■ Problem requirements ■
Copy verbatim the lines from the one containing "Each instance gets a single point. Label the left ear" through the final line, including both, and omit the pictures.

Pointing entries for named objects:
=-=-=-=-=

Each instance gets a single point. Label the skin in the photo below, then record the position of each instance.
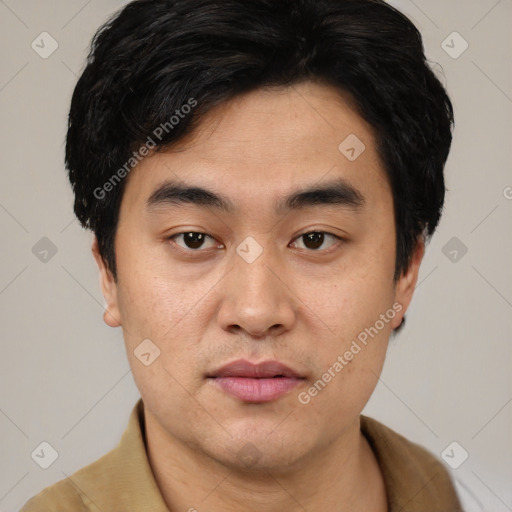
(298, 305)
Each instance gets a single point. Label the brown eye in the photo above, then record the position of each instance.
(315, 240)
(193, 240)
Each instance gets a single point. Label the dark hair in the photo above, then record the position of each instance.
(155, 56)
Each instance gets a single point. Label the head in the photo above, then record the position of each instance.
(261, 178)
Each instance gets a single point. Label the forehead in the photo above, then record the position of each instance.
(266, 143)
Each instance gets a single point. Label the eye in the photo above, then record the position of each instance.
(193, 240)
(314, 240)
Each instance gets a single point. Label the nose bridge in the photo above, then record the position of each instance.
(256, 300)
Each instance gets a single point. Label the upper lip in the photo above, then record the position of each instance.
(265, 369)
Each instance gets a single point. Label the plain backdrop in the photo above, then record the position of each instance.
(64, 375)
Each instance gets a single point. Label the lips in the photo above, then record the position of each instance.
(262, 382)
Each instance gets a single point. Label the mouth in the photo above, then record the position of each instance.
(256, 383)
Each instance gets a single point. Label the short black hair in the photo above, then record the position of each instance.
(156, 57)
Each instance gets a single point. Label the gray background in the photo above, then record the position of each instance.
(63, 373)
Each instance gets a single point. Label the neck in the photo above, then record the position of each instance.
(344, 476)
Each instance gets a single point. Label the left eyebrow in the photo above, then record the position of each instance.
(336, 192)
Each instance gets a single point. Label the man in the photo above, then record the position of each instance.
(261, 178)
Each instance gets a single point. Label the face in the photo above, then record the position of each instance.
(287, 257)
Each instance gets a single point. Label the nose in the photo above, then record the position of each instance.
(256, 299)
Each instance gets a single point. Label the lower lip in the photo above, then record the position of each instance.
(257, 390)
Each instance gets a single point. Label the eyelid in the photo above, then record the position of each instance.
(333, 247)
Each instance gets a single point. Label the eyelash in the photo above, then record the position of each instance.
(191, 252)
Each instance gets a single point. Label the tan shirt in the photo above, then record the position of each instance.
(122, 480)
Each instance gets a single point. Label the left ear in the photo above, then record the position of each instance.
(406, 283)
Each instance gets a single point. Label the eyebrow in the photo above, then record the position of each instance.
(336, 192)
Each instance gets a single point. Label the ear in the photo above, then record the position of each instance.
(407, 282)
(111, 316)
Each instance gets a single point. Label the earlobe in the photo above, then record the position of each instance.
(407, 283)
(111, 315)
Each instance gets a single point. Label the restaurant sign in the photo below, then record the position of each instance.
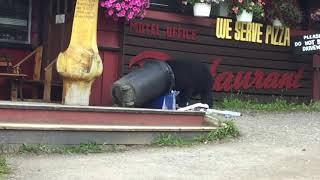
(252, 32)
(307, 44)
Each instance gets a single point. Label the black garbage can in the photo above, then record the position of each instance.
(142, 85)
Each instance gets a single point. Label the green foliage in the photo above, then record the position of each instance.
(171, 140)
(286, 11)
(83, 148)
(228, 129)
(235, 103)
(4, 169)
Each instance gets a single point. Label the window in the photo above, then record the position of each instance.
(15, 21)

=-=-=-=-=

■ Solution to this task ■
Each instance gets a single point. Label the left ear in the photo above, then record the position of each instance.
(406, 283)
Each instance gets a single point. Label the eyebrow in the photo above, then record the position of each instance.
(336, 192)
Each instance gets a single point. Label the ear in the photo above, then record the position of each instance.
(407, 282)
(111, 316)
Each instance gets a single point. Label the earlobe in the photo above, then record the position of each instance.
(407, 283)
(111, 315)
Each instance gets a single point. Label the restaurant sign in the photo below, then record the position of each instance.
(252, 32)
(307, 44)
Each instance gets a single point. Label the black garbage can in the photo above, then record the position of each instance.
(142, 85)
Each instance gets a single point. Label the green foliage in the photo above, then record the position of each instance.
(171, 140)
(286, 11)
(83, 148)
(228, 129)
(235, 103)
(4, 169)
Each instance gets a single point. Label the window in the photo above, then record the position of each instance.
(15, 21)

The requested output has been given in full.